→ **Parts of the exercise**
A – Using the Crescent Bay trip account, decide whether each statement agrees with it: (i) Going around Ediz Hook makes the trip to Crescent Bay about 16 nautical miles. (ii) Other boats shared Crescent Bay that day. (iii) Resa reached Crescent Bay under sail. For each, answer yes or no and quote the words of the account that settle it.
B – Please output the passage of the Crescent Bay trip account between "After wrapping up" and "or at www.sailingsteadfast.com/the-captains-blog).", inclusive.

→ **Document extract**
□ □ □ □

After wrapping up Sunday’s Junior sailing program, Erika and I headed home to quickly pack for a daytrip to Crescent Bay aboard Resa. Although it was one o’clock in the afternoon I should not have described our pre-departure as quick or rushed because, after all, it was Summer Solstice, the longest day of the year. In the end it turned out to be a great day trip and quite a contrast with our last trip west (see Sailing to Seiku: A “non-stop” adventure out West, PAYC’s March newsletter or at www.sailingsteadfast.com/the-captains-blog).
As the crow flies Crescent Bay is approximately 10 nautical miles from the port angeles marina. But because we have to sail around Ediz Hook the trip is closer to 16, nearly the same distance from the hook to Victoria’s harbor entrance. In reality, when plotting the actual departure and arrival points, Victoria and Sequim Bay are each five nautical miles further away than Crescent Bay. Therefore, this trip west makes for a great alternative to the busier bays. And when I say “busier”, it's an unfair comparison, we were the only boat in Crescent that day. Plus, at this time anyway, Canada is still closed, canceling just the thought of traveling to Victoria now. Among our standard galley stores, we added a fresh salad, some sandwiches and a couple extra snacks for the passage. We departed PA marina by 230pm, getting Resa up to a comfortable speed, slicing the glassy sea at seven knots. And because of dumb luck, the strait was ebbing 0.5 to 1.0 knots, eventually increasing our over the ground speed beyond eight knots/hr. We made Crescent Bay, under power, in a timely two hours, fifteen minutes.

□ □ □ □

→ **Dataset**
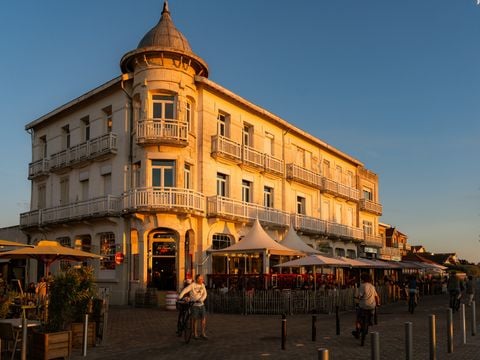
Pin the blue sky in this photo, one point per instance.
(395, 84)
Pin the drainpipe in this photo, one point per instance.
(126, 77)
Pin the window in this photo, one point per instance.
(42, 196)
(300, 160)
(222, 184)
(66, 136)
(107, 251)
(86, 127)
(222, 124)
(338, 174)
(247, 138)
(350, 179)
(301, 205)
(64, 191)
(43, 147)
(163, 107)
(187, 177)
(367, 194)
(367, 227)
(220, 241)
(338, 213)
(326, 168)
(269, 144)
(107, 184)
(84, 189)
(246, 191)
(188, 115)
(163, 173)
(136, 174)
(108, 118)
(268, 196)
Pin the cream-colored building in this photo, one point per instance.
(162, 164)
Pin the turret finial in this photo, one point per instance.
(165, 7)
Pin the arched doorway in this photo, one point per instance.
(163, 250)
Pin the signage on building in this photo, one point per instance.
(370, 250)
(119, 258)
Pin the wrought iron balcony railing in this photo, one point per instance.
(158, 199)
(371, 206)
(88, 150)
(153, 131)
(219, 206)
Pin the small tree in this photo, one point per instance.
(70, 295)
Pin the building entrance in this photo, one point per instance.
(164, 275)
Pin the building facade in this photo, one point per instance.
(161, 164)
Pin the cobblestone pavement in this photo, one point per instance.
(139, 333)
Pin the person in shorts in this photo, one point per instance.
(197, 293)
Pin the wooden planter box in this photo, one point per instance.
(46, 346)
(77, 334)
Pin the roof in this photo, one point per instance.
(257, 240)
(164, 38)
(293, 241)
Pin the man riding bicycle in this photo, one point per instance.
(368, 300)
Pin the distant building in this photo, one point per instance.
(161, 164)
(395, 243)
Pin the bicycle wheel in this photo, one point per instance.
(187, 330)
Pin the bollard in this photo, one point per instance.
(375, 339)
(85, 336)
(449, 331)
(433, 337)
(474, 319)
(322, 354)
(408, 340)
(284, 330)
(24, 337)
(337, 321)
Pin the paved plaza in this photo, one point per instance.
(140, 333)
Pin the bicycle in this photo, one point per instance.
(185, 320)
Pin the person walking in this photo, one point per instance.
(368, 300)
(470, 290)
(453, 287)
(197, 293)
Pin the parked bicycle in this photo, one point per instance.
(185, 320)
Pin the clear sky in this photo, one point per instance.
(395, 84)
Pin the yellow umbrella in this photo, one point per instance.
(48, 251)
(13, 243)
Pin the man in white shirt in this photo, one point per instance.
(198, 294)
(368, 300)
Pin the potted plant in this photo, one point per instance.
(69, 296)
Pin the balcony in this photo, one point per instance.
(344, 231)
(370, 206)
(304, 176)
(219, 206)
(340, 190)
(273, 165)
(38, 168)
(99, 207)
(309, 224)
(95, 149)
(225, 148)
(164, 199)
(373, 240)
(162, 131)
(252, 157)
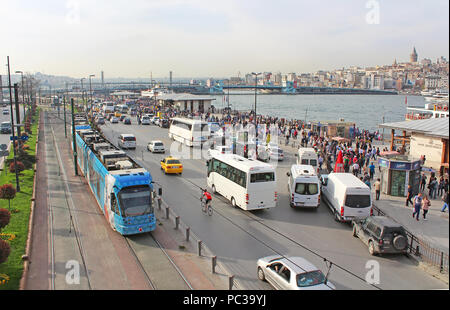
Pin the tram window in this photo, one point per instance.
(114, 207)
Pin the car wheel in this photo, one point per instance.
(336, 216)
(400, 243)
(355, 234)
(371, 248)
(261, 275)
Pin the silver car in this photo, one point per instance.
(292, 273)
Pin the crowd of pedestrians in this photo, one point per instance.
(359, 153)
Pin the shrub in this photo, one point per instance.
(7, 191)
(4, 251)
(20, 167)
(4, 218)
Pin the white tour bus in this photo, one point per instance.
(192, 132)
(308, 156)
(108, 107)
(347, 197)
(304, 186)
(248, 184)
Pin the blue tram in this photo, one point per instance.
(122, 188)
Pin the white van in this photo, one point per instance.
(303, 187)
(127, 141)
(347, 196)
(308, 156)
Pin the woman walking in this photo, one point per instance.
(426, 204)
(417, 205)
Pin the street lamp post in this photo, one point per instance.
(256, 124)
(90, 88)
(23, 93)
(82, 91)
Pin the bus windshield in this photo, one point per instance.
(135, 201)
(201, 127)
(262, 177)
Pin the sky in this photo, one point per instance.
(209, 38)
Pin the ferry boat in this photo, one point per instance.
(431, 110)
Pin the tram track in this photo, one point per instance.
(128, 240)
(73, 222)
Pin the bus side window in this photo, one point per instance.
(114, 206)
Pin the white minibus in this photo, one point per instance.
(347, 197)
(308, 156)
(192, 132)
(303, 187)
(248, 184)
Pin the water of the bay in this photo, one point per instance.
(367, 111)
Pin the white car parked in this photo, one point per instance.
(156, 146)
(292, 273)
(145, 120)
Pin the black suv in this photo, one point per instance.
(381, 235)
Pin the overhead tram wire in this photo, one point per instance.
(285, 236)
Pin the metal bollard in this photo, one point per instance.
(230, 282)
(199, 243)
(213, 263)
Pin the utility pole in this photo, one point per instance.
(73, 138)
(65, 125)
(256, 123)
(12, 126)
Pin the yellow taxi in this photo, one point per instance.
(171, 165)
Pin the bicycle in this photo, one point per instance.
(206, 207)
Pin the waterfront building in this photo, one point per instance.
(429, 137)
(413, 57)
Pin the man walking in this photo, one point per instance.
(377, 186)
(423, 182)
(445, 200)
(417, 205)
(409, 196)
(371, 170)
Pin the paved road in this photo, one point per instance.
(239, 237)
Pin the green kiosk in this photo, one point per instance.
(397, 172)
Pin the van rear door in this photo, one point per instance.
(357, 204)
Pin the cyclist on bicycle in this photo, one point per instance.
(206, 197)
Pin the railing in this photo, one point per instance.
(423, 250)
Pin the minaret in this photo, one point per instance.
(413, 56)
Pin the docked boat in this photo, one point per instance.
(431, 110)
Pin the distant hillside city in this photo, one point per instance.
(405, 77)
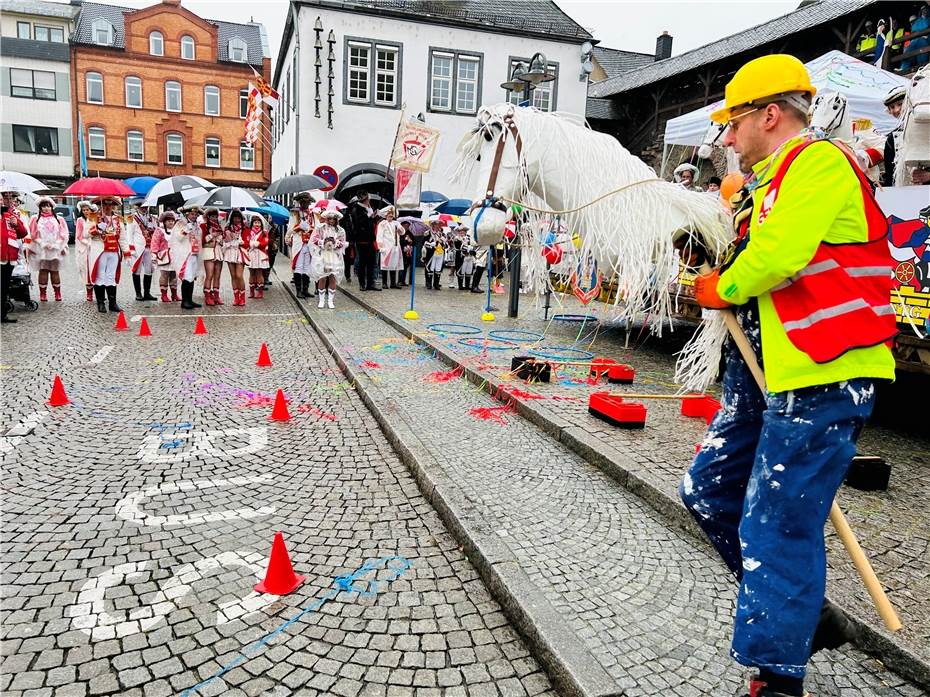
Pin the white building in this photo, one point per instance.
(439, 59)
(35, 126)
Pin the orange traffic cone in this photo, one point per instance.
(58, 398)
(280, 578)
(280, 412)
(264, 360)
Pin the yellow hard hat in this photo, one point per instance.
(762, 79)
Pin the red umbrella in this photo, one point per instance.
(99, 186)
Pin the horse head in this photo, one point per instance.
(494, 145)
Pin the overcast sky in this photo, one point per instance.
(627, 24)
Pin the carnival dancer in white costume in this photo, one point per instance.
(434, 254)
(299, 231)
(387, 235)
(87, 218)
(329, 242)
(164, 259)
(211, 254)
(141, 228)
(186, 238)
(49, 235)
(255, 250)
(108, 244)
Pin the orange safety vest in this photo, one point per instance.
(841, 300)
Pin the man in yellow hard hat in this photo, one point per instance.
(810, 283)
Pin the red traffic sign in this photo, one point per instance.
(327, 174)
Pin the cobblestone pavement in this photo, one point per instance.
(137, 519)
(653, 606)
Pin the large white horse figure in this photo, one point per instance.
(627, 218)
(914, 143)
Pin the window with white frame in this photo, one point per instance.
(156, 44)
(211, 100)
(175, 148)
(134, 92)
(102, 32)
(187, 47)
(135, 146)
(246, 156)
(93, 83)
(172, 96)
(96, 142)
(238, 50)
(212, 152)
(543, 95)
(34, 84)
(455, 81)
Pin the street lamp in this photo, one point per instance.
(527, 79)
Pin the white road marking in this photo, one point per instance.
(202, 443)
(130, 507)
(101, 354)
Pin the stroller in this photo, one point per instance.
(20, 281)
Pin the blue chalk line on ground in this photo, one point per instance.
(395, 565)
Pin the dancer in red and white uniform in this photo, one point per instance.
(255, 249)
(49, 244)
(108, 245)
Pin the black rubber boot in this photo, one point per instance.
(147, 287)
(111, 298)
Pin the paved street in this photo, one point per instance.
(138, 518)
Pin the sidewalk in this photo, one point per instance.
(893, 527)
(608, 571)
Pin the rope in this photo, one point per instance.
(581, 207)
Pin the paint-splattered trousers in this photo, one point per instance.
(761, 488)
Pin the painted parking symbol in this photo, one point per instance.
(90, 614)
(189, 444)
(131, 507)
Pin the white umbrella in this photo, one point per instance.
(17, 181)
(186, 186)
(227, 197)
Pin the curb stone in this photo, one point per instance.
(574, 670)
(873, 640)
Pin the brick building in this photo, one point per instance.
(161, 91)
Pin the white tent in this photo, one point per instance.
(864, 85)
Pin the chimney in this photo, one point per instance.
(663, 46)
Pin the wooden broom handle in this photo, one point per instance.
(845, 533)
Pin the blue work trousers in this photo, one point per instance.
(761, 488)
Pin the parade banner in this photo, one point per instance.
(414, 146)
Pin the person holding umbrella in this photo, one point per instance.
(87, 218)
(108, 242)
(211, 251)
(49, 234)
(232, 254)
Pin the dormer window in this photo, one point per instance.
(187, 47)
(102, 32)
(156, 44)
(238, 50)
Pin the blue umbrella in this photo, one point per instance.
(141, 185)
(455, 206)
(433, 197)
(278, 213)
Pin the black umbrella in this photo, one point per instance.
(294, 183)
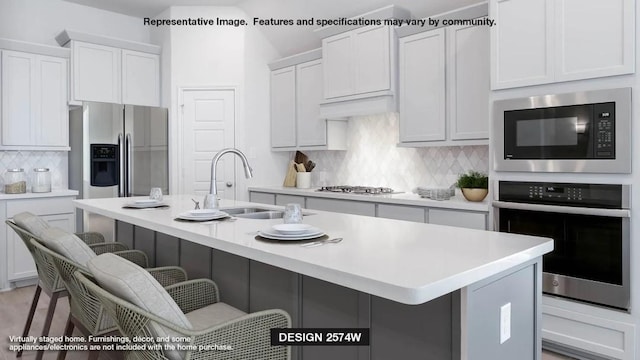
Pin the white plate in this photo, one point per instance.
(187, 216)
(292, 229)
(204, 212)
(146, 201)
(274, 235)
(136, 205)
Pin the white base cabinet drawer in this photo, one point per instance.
(343, 206)
(20, 263)
(283, 200)
(399, 212)
(458, 218)
(588, 330)
(262, 198)
(40, 206)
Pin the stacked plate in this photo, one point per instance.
(291, 232)
(435, 193)
(145, 204)
(202, 215)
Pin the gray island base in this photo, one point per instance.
(495, 317)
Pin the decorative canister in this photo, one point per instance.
(41, 181)
(15, 182)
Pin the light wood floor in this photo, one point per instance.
(14, 307)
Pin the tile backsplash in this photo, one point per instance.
(374, 159)
(56, 161)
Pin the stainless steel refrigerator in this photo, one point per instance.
(116, 151)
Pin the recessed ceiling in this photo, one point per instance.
(288, 40)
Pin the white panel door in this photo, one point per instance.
(208, 121)
(140, 78)
(468, 82)
(53, 124)
(371, 59)
(594, 38)
(337, 56)
(521, 42)
(18, 94)
(311, 129)
(96, 73)
(283, 107)
(422, 87)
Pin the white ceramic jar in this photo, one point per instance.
(41, 181)
(15, 182)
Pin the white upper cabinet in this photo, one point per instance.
(296, 94)
(311, 129)
(371, 50)
(594, 38)
(422, 87)
(357, 61)
(283, 107)
(468, 82)
(140, 78)
(444, 87)
(338, 64)
(112, 70)
(96, 72)
(544, 41)
(34, 102)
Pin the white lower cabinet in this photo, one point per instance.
(459, 218)
(262, 198)
(452, 217)
(343, 206)
(569, 325)
(401, 212)
(57, 211)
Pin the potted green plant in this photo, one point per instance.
(474, 185)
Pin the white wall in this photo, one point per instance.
(224, 57)
(39, 21)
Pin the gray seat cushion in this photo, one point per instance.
(67, 244)
(132, 283)
(212, 315)
(30, 222)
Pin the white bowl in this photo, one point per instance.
(204, 212)
(146, 201)
(292, 229)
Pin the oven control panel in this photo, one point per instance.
(564, 194)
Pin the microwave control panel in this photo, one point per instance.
(604, 116)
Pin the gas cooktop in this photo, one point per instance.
(362, 190)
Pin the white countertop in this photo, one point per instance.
(457, 202)
(407, 262)
(30, 195)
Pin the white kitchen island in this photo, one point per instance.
(424, 291)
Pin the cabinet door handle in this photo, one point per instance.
(121, 161)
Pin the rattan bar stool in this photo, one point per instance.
(87, 313)
(190, 309)
(28, 226)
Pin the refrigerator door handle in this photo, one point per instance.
(121, 174)
(128, 177)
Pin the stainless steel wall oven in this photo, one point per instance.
(590, 227)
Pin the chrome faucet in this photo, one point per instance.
(211, 199)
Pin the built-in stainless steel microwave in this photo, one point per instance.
(576, 132)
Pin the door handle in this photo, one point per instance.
(129, 175)
(121, 161)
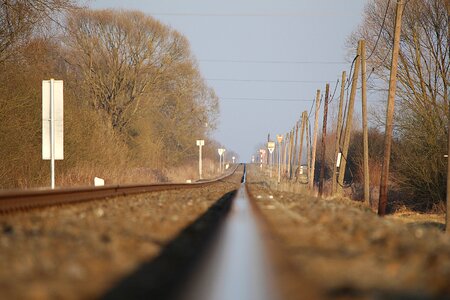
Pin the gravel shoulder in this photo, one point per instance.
(79, 251)
(348, 252)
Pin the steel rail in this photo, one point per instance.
(29, 199)
(237, 267)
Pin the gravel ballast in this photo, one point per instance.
(79, 251)
(349, 252)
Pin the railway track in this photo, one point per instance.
(227, 259)
(11, 201)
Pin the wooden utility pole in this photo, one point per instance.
(314, 142)
(348, 125)
(364, 124)
(300, 150)
(291, 153)
(390, 111)
(324, 136)
(308, 148)
(338, 139)
(447, 222)
(295, 150)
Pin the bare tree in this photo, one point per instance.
(423, 89)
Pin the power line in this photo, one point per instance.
(272, 61)
(266, 99)
(281, 14)
(265, 80)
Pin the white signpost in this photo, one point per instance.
(220, 151)
(271, 147)
(279, 139)
(200, 144)
(52, 123)
(262, 153)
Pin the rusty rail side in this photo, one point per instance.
(24, 200)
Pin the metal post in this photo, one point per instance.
(52, 132)
(279, 161)
(200, 161)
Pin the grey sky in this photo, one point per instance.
(236, 40)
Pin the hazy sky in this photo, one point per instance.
(268, 52)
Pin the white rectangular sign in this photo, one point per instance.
(46, 119)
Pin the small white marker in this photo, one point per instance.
(99, 181)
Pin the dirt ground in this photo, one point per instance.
(79, 251)
(347, 252)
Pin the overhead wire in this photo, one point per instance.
(272, 61)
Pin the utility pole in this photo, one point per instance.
(291, 153)
(390, 111)
(279, 140)
(337, 143)
(200, 144)
(308, 148)
(364, 124)
(324, 136)
(348, 125)
(447, 226)
(314, 142)
(295, 150)
(302, 133)
(286, 153)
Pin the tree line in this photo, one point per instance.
(134, 99)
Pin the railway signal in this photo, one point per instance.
(200, 144)
(52, 124)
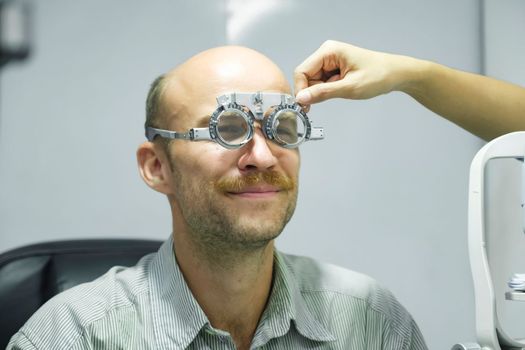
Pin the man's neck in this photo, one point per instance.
(231, 287)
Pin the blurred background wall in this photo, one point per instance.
(385, 193)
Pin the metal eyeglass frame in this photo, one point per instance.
(256, 103)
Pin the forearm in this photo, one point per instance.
(484, 106)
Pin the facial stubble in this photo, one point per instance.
(216, 223)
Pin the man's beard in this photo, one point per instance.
(216, 226)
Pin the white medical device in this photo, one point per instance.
(489, 333)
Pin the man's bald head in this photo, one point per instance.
(206, 75)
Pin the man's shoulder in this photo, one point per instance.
(62, 320)
(312, 275)
(341, 290)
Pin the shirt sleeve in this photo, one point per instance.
(20, 341)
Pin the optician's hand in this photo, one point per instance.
(342, 70)
(485, 106)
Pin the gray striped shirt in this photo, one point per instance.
(149, 306)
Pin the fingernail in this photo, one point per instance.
(303, 96)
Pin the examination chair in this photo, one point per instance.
(31, 275)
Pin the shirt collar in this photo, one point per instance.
(178, 318)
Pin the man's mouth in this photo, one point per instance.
(260, 191)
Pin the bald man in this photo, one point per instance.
(218, 282)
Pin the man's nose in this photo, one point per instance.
(257, 154)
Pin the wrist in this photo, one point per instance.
(411, 74)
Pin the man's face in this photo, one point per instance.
(240, 198)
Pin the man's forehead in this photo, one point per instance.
(191, 88)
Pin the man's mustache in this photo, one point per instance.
(272, 178)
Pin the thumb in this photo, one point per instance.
(321, 92)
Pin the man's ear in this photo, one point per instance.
(153, 167)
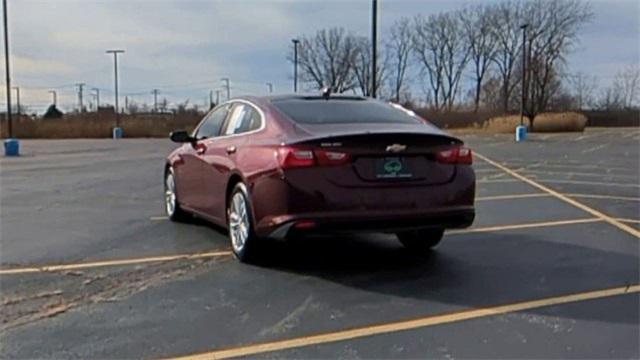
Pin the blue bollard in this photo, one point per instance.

□ □ □ □

→ **The solutions**
A –
(i) Yes: "because we have to sail around Ediz Hook the trip is closer to 16"
(ii) No: "we were the only boat in Crescent that day"
(iii) No: "We made Crescent Bay, under power, in a timely two hours, fifteen minutes."

B –
After wrapping up Sunday’s Junior sailing program, Erika and I headed home to quickly pack for a daytrip to Crescent Bay aboard Resa. Although it was one o’clock in the afternoon I should not have described our pre-departure as quick or rushed because, after all, it was Summer Solstice, the longest day of the year. In the end it turned out to be a great day trip and quite a contrast with our last trip west (see Sailing to Seiku: A “non-stop” adventure out West, PAYC’s March newsletter or at www.sailingsteadfast.com/the-captains-blog).